▶ Reading passage
★ ★ ★
Diane Arbus is my absolute favorite photographer of all time.  She is on my mind a lot the last few days after watching a Terry Gilliam movie which features a dwarf as one of the main characters.  This movie, ‘The Imaginarium Of Doctor Parnassus’, is basically about a small traveling theater company.  Of course, the dwarf character is akin to the prototypical circus freak.  Anyway, the movie mostly stank but it got me thinking about the concept of “freaks” and of course, Diane Arbus.  She once confessed to a friend that she was “afraid…that she would be known simply as ‘the photographer of freaks'”.  Unfortunately or fortunately, depending on how you look at it, that is just what she became known as.

While Diane Arbus started out with a very promising career in fashion photography alongside her husband at the time, Allen Arbus, that was not be be her final photographic destination.  Eventually she grew to hate the fashion world, despite her talent in that arena, and quit the fashion photography business.  After shooting on assignment for various magazines for awhile, such as Esquire and Harper’s Bazaar, her work took on a different flavor.
★ ★ ★
▶ Information supplied
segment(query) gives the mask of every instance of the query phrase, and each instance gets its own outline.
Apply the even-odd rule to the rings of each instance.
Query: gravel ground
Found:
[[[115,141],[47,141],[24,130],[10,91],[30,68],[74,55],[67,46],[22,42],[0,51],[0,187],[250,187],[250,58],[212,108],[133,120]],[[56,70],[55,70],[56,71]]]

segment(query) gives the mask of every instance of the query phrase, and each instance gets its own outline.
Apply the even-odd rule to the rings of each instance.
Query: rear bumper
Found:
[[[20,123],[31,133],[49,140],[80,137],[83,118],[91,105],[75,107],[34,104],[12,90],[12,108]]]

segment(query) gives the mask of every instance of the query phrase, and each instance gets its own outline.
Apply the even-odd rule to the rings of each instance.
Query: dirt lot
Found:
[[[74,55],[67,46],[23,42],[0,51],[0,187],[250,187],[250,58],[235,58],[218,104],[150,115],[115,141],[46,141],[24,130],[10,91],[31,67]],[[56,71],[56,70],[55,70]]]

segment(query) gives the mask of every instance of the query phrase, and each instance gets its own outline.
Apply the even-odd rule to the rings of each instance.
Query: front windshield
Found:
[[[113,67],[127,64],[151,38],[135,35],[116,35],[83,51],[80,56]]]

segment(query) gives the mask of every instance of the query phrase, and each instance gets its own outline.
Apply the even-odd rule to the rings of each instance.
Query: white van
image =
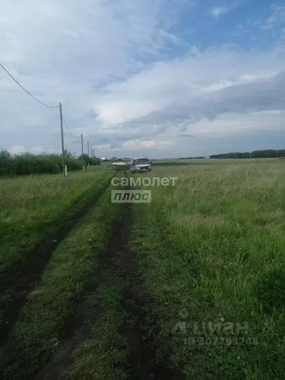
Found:
[[[151,171],[151,161],[145,156],[132,158],[130,162],[131,173],[144,173]]]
★ ★ ★
▶ Written tasks
a - Do these statements agree with the passage about Diane Arbus? For each, answer yes or no and quote the words from the passage that decide it.
(i) The movie the writer watched has a dwarf as one of its main characters.
(ii) The writer enjoyed the movie.
(iii) Arbus worked in fashion photography alongside her husband.
b - List every person the Diane Arbus passage names by both first and last name.
c - Carry on the passage about Diane Arbus from the point where it stops.
The records have no connection to the passage about Diane Arbus.

▶ Written answers
a -
(i) Yes: "features a dwarf as one of the main characters"
(ii) No: "the movie mostly stank"
(iii) Yes: "a very promising career in fashion photography alongside her husband at the time, Allen Arbus"

b - Diane Arbus, Terry Gilliam, Allen Arbus

c -
diane arbus portrait Diane Arbus 1949

“Freaks was a thing I photographed a lot. It was one of the first things I photographed and it had a terrific kind of excitement for me. I just used to adore them. I still do adore some of them. I don’t quite mean they’re my best friends but they made me feel a mixture of shame and awe. There’s a quality of legend about freaks. Lke a person in a fairy tale who stops you and demands that you answer a riddle. Most people go through life dreading they’ll have a traumatic experience. Freaks were born with their trauma. They’ve already passed their test in life. They’re aristocrats.” – Diane Arbus

Many people have been very critical of Diane Arbus and her photographic treatment of “freaks”.  They claim her images lack warmth and compassion.  My opinion differs in that I feel she had great compassion and love for them, as is clearly indicated by her quote above.  Her suicide in 1971, after struggling with depression for most of her life, indicates to me that she also felt something of an affinity with those who are somehow different or traumatized.  Having myself suffered in this capacity in the past, for years of my life, I think I “get” Diane Arbus.  I only wish she has seen the light and carried on…

[ A ] Diane Arbus - Russian midget friends in a living room on 100th Street, N.Y.C. (1963)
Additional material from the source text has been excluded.